About one third of the $2.6 trillion in annual U.S. healthcare spend may be waste. Normally, one might think that with so much waste in the system, it would be easy to tackle lots of low hanging fruit. Not necessarily. There are considerable challenges lying ahead of us if we are going to put a dent in the overspending. Picking up from last time, today we will cover 3 of the 6 categories of waste1.
Failures of care delivery
This category includes a lack of widespread adoption of known best practices, or a problem with execution of delivering care. Examples of each include failing to be compliant with correct safety practices such as hand washing protocols, or an iatrogenic adverse event that is preventable such as a medication error. Delivery failures result in patient injuries or worse clinical outcomes. They range from temporary and mild to permanent and severe. But most interestingly, 44% were found to be either clearly preventable or likely preventable according to a study of Medicare patients by OIG (Office of the Inspector General).
Failures of Care Coordination
As you would expect, these are problems arising because care is disjointed. They can lead to avoidable complications or readmissions, or decline in functional status for a chronically ill patient. It involves the transition of care from one care setting to another. Nationally, almost 20% of Medicare patients discharged from hospital result in readmissions within 30 days. But importantly, 75% are thought to be avoidable.

────────────────────

• [The problem] Continue the piece on waste in U.S. healthcare spending, starting right after its last sentence.

────────────────────

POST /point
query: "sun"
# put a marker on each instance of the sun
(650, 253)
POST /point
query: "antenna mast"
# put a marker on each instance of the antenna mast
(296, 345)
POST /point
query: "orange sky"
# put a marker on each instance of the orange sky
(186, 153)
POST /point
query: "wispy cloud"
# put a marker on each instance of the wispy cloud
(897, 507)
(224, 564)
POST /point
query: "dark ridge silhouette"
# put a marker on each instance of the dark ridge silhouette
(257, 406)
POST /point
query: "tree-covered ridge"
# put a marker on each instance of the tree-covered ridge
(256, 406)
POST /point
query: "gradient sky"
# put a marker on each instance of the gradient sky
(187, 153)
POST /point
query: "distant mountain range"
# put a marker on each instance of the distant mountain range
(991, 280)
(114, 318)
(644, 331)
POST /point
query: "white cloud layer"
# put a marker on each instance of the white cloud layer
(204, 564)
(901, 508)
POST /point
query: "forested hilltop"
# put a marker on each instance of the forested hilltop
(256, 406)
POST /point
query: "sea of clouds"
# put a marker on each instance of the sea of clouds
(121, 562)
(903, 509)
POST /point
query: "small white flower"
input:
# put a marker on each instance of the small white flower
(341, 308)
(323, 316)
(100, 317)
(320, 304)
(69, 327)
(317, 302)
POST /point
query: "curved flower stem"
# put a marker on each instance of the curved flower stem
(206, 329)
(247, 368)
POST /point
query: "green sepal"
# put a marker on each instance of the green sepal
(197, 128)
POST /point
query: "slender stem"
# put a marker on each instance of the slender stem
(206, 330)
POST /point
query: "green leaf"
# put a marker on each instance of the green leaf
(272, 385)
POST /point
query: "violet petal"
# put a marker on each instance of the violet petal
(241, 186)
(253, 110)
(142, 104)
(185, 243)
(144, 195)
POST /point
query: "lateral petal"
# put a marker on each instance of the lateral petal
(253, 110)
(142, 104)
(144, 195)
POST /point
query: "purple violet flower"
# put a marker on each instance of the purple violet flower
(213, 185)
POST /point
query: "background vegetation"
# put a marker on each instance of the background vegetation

────────────────────

• [Response]
Fraud & Abuse
This is an obvious one, as we all know that this is a problem nationally. This category includes fake medical bills and scams, as well as upcharging. The costs of inspections and regulations to catch wrongdoing are also taxing the system.
Of the 3 categories above, I really believe that we are ahead of the mean. But, there’s always room to improve. Teaming up together in a CIN (clinically integrated network) would allow us to remove some of the waste in care delivery and care coordination.
Next time, we will cover the remaining 3 categories of waste: overtreatment, administrative complexity and pricing failures.
1Reducing Waste in Healthcare, Health Policy Brief. Robert Wood Johnson Foundation, Dec. 13, 2012.